======== Data under study ========

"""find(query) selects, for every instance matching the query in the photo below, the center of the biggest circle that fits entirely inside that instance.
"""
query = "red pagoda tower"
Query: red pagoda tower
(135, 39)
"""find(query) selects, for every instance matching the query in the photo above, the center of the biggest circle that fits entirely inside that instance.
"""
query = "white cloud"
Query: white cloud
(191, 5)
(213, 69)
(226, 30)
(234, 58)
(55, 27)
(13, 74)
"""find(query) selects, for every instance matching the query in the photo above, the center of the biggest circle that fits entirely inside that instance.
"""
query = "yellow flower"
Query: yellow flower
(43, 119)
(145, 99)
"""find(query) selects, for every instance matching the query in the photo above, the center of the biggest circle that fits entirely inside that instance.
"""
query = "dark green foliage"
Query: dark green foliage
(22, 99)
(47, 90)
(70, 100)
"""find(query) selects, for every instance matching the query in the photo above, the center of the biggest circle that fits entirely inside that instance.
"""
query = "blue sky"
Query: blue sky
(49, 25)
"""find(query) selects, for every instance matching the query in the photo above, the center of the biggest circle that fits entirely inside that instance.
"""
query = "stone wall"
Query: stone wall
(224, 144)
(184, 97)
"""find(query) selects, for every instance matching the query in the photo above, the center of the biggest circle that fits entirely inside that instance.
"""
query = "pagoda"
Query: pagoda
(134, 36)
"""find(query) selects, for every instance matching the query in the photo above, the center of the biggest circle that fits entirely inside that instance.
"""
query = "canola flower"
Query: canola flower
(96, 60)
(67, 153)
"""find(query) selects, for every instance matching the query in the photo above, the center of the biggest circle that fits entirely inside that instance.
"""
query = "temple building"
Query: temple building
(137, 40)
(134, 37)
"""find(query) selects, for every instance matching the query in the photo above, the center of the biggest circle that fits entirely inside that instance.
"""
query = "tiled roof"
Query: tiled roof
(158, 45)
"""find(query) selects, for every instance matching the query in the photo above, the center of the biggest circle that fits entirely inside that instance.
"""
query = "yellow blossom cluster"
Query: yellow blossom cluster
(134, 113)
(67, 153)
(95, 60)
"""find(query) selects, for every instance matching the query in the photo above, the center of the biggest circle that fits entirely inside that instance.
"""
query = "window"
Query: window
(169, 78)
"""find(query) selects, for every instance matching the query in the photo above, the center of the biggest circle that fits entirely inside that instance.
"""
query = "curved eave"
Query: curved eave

========

__Exercise prompt__
Repeat the data. Leave nothing out and change nothing.

__Task output__
"""find(query) selects, for every instance matching the query in the photo below, the center of the biggest circle that fits entirely inside that instance.
"""
query = "red pagoda tower"
Query: red pagoda tower
(135, 39)
"""find(query) selects, for every instance matching the query in the photo above, the center of the biggest circle that fits entirely inside that instance.
"""
query = "white cloud"
Query: white cloud
(191, 5)
(213, 69)
(226, 30)
(234, 58)
(55, 27)
(13, 74)
"""find(query) selects, for every instance matching the query in the photo above, the center of the biggest circle that fits entirely inside that instance.
"""
query = "yellow flower"
Query: yellow flower
(43, 119)
(145, 99)
"""find(query) selects, for every instance matching the query in the photo above, the center of the biggest circle that fits entirely inside that instance.
"""
query = "dark green foliage"
Query: dark green foliage
(22, 99)
(47, 90)
(70, 100)
"""find(query) selects, for every instance matching the query in the photo above, the center of the biggest circle that fits entirely inside that instance.
"""
query = "blue sky"
Query: blue sky
(49, 25)
"""find(query) selects, for every instance matching the query in the photo above, the center of the biggest circle that fits entirely inside that instance.
"""
query = "stone wall"
Query: stone wall
(224, 144)
(184, 97)
"""find(query) selects, for every instance matching the query in the photo above, the center of the biggest circle that fits entirely inside that instance.
"""
query = "pagoda"
Query: pagoda
(134, 36)
"""find(query) selects, for every instance matching the query in the photo above, the center of the biggest circle that fits entirely inside that instance.
"""
query = "canola flower"
Query: canola flower
(96, 60)
(67, 153)
"""find(query) selects, for every instance matching the query in the photo above, the center of the biggest circle that fits entirely inside that instance.
"""
query = "temple building"
Query: temple building
(137, 40)
(134, 37)
"""find(query) selects, for every instance matching the query in the photo above, the center of the biggest circle that fits entirely inside that instance.
"""
query = "tiled roof"
Query: tiled roof
(158, 45)
"""find(query) selects, for every instance matching the query in the photo above, the center of the biggest circle that fits entirely inside that instance.
"""
query = "yellow blossom cluster"
Query: yellow blossom cluster
(134, 113)
(67, 153)
(95, 60)
"""find(query) selects, for every instance matching the query in the photo above, the center of the biggest circle that fits entirely inside that instance.
"""
query = "window"
Query: window
(169, 78)
"""find(query) selects, for every instance matching the query in the photo above, the center of the biggest circle that fits entirely inside that instance.
"""
query = "curved eave"
Query: curved eave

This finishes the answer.